## Reading text
"""
In production, studs are manually loaded by a human worker onto the picking table (1 to 4 studs at once) following a known sequence and placing them near the center of the table; those parts are, later, picked up and manipulated by a robot. Moreover, the absence of fixtures or automated part feeding systems means that parts can be loaded randomly onto the picking table, posing challenges for traditional, fixed automation systems that depend on precision and consistency. Instead, perception is required to identify and locate parts. This approach is core to the concept of adaptive robotics, wherein sensing and artificial intelligence offer flexibility to a robotic workcell. This approach helps smooth the gap between manual and automated processes, incorporating the skills of an existing workforce at the ends of a robotized construction process. This suggests a path for quicker adoption of automation in industry, promoting a collaborative rather than fully autonomous or fixed approach.
"""
## Short task A
Extract each line of the records that contains the string "train", and copy those lines in full.
## Short task B
Extend the passage on robotic stud picking with new sentences that start after its last sentence.
The passage and the records come from separate, unrelated sources.

Items stored from a collection
"""
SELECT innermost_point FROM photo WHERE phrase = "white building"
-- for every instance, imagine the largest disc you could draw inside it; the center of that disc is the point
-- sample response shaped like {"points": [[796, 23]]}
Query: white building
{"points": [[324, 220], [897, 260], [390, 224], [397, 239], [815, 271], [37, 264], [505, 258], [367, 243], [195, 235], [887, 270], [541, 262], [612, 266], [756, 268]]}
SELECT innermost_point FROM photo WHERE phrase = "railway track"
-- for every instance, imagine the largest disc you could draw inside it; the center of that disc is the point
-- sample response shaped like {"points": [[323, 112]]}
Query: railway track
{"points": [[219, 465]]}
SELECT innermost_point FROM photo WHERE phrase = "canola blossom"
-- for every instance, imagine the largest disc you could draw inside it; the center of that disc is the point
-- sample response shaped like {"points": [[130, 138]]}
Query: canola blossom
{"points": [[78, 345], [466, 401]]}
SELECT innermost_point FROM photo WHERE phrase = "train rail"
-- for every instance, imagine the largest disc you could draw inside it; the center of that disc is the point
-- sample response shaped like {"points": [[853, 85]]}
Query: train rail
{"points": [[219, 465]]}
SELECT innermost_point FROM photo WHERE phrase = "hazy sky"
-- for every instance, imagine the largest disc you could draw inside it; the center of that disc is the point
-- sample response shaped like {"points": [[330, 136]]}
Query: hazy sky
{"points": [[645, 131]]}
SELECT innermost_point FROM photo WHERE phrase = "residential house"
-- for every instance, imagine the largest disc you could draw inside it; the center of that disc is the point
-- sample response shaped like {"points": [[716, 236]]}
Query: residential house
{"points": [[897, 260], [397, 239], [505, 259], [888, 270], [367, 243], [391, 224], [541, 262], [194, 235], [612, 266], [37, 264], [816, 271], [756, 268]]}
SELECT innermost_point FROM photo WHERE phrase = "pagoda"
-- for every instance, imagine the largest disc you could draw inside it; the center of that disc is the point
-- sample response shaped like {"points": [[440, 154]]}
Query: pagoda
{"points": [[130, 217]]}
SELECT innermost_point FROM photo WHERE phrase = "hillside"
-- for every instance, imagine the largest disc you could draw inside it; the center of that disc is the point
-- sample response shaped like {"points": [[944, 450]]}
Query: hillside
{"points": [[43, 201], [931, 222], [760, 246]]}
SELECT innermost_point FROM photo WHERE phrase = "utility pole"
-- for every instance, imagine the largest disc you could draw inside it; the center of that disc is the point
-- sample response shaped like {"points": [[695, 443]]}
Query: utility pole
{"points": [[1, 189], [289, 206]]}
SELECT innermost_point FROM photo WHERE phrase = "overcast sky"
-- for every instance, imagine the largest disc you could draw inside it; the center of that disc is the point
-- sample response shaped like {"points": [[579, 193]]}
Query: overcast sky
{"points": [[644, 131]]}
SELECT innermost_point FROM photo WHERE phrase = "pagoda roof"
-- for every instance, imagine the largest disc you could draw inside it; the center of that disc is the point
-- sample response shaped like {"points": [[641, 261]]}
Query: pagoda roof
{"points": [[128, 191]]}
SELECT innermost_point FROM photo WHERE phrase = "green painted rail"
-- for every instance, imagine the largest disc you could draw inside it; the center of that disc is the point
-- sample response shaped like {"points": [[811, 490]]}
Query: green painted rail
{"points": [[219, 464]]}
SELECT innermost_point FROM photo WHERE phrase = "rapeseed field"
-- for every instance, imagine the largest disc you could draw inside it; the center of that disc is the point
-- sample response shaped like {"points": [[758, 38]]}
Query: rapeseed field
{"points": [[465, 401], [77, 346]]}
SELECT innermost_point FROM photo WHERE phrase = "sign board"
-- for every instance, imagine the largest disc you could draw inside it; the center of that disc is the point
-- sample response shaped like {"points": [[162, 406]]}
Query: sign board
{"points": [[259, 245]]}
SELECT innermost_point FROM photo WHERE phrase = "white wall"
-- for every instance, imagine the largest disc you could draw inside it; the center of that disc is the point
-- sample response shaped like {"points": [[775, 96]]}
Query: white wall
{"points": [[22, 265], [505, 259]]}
"""
## Task result A
SELECT innermost_point FROM photo WHERE phrase = "train rail"
Query: train rail

## Task result B
We also group adjacent studs that share a primary axis, as shown in Fig. 8, using contact graph analysis, allowing them to be treated as a single component—a studpack—once preassembled and screwed together by a construction worker. While studpacks are a common design feature in wood framing, walls are normally built one stud at a time, rather than with in groups. In this work, there are several advantages. This strategy decreases the total number of studs and increases the diversity of their geometrical arrangements in the assembly. For workers, this means different parts can be more easily distinguished during loading and grouped parts be prefabricated at a manageable human-scale, in terms of total mass and dimension. For perception, AI models must be trained on a somewhat larger dataset of unique parts. The grouping strategy employed: balances the maximum payload of the robot and its effect on reach, since many studs must be placed near the extremities of the robots Cartesian range; attempts to respect human ergonomics and ensure a manageable carry weight for workers during loading, resulting in part masses that ranged from 1 to 25 kg; and tries to provide a graspable region on each part that fits within the gripper jaws and ensure that the grippers can open after placing a part without colliding with an adjacent one. Additionally, the resulting studs and studpacks vary in length from 0.5 to 2.6 m and arrangement, with L, U, I, and C-shaped cross-sections for studpacks composed of two to five individual studs. Per the design, all parts feature only square, or orthographic, end cuts.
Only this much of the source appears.